§ Activity list
1. In the contaminated blood article, up until what year did the NHS use the contaminated blood?
2. Please write out the contaminated blood article from "Tony Farrugia –" to "support for families.".
[Opening Excerpt provided section]
Relatives of people affected by one of the biggest treatment disasters in the history of the NHS were among those protesting outside Parliament today.
Victims of the contaminated blood scandal took their campaign to Westminster to call on the government to halt a widely panned consultation into systems of support for those affected.
Tony Farrugia – whose dad Barry and two uncles, David and Victor, of Brooks Avenue in East Ham – died after being infected with contaminated blood, called for better support for families.
“I want to see widows and dependent children included in any settlement the government comes up with,” said the 44-year-old.
“At the moment they’re saying a widow will get three times the payment her husband received when he died.
“My dad died before the scheme was set up so he got nothing. You can’t give someone three times nothing.”
The scandal saw some 6,000 people, many with the haemophilia, infected with HIV and hepatitis C by contaminated blood used by the NHS up until 1991.
Despite three decades of campaigning and more than 2,000 deaths there has been no public enquiry into how the disaster happened and no proper system of compensation for the victims.
Madeleine Farrugia, whose husband David died four years ago, called on the government to admit what happened.
“When I think of all the pain and suffering my husband went through and how he died in my arms, I don’t know what he would feel if he was here today,” said the 72-year-old.
“Why can’t they admit what they’ve done and put closure on it?”
MPs were due to move a motion asking the government to recognise the contaminated blood scandal as one of the biggest treatment disasters in NHS history.
It will call for the government to recognise that proposed reforms will leave some worse off and ignore key groups affected by the scandal, such as widows and children of the dead.
[Closing Excerpt provided section]
[Opening Given entries section]
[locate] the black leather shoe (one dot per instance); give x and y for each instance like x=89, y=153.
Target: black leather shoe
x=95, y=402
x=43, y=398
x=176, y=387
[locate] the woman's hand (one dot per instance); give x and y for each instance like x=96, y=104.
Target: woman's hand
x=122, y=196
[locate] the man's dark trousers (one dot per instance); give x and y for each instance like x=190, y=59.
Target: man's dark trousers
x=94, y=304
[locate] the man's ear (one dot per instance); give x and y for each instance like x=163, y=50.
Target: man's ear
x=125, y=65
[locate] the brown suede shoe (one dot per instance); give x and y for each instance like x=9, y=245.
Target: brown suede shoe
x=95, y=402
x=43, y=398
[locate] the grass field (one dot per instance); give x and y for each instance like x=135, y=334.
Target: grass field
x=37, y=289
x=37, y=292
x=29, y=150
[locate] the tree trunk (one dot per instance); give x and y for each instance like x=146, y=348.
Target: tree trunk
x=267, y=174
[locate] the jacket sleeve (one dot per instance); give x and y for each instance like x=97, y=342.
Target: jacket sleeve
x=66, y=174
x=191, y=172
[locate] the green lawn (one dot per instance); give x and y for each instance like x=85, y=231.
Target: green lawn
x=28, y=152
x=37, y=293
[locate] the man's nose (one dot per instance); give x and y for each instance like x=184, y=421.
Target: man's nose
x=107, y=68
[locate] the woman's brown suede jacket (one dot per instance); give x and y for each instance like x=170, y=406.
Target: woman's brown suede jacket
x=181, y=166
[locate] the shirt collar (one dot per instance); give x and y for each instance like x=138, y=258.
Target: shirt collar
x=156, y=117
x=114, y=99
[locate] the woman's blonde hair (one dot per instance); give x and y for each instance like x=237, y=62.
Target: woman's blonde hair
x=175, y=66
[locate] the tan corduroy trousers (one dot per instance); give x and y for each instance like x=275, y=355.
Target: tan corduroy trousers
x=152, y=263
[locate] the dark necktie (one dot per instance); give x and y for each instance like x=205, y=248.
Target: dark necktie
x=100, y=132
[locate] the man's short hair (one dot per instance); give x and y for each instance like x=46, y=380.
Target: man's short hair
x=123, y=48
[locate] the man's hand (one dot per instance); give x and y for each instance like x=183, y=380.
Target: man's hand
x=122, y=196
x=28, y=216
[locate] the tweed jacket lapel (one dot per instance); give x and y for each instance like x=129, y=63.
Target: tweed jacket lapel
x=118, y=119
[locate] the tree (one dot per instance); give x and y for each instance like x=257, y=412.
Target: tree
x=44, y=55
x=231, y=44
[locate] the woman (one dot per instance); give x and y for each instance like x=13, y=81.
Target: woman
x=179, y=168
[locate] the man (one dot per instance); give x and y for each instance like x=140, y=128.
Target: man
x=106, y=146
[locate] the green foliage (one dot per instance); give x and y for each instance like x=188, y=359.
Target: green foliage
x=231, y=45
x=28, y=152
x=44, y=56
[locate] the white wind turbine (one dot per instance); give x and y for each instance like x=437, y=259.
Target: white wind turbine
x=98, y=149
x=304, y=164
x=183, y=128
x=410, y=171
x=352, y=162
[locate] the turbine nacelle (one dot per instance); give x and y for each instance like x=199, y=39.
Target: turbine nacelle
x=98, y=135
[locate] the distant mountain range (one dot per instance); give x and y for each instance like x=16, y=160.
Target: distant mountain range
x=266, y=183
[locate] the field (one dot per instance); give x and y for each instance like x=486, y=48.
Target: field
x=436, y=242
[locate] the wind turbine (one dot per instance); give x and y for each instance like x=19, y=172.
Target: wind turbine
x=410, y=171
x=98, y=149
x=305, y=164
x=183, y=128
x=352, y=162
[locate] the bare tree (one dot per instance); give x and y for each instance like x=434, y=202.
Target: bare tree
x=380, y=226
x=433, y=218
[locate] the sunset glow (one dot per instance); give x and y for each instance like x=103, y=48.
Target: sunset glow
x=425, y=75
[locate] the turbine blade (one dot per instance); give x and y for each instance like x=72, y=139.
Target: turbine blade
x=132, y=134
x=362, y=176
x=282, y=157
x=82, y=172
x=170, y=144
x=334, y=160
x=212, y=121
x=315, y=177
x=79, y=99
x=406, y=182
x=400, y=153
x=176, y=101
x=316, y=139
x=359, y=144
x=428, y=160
[Closing Given entries section]
§ Your written answers
1. 1991.

2.
Tony Farrugia – whose dad Barry and two uncles, David and Victor, of Brooks Avenue in East Ham – died after being infected with contaminated blood, called for better support for families.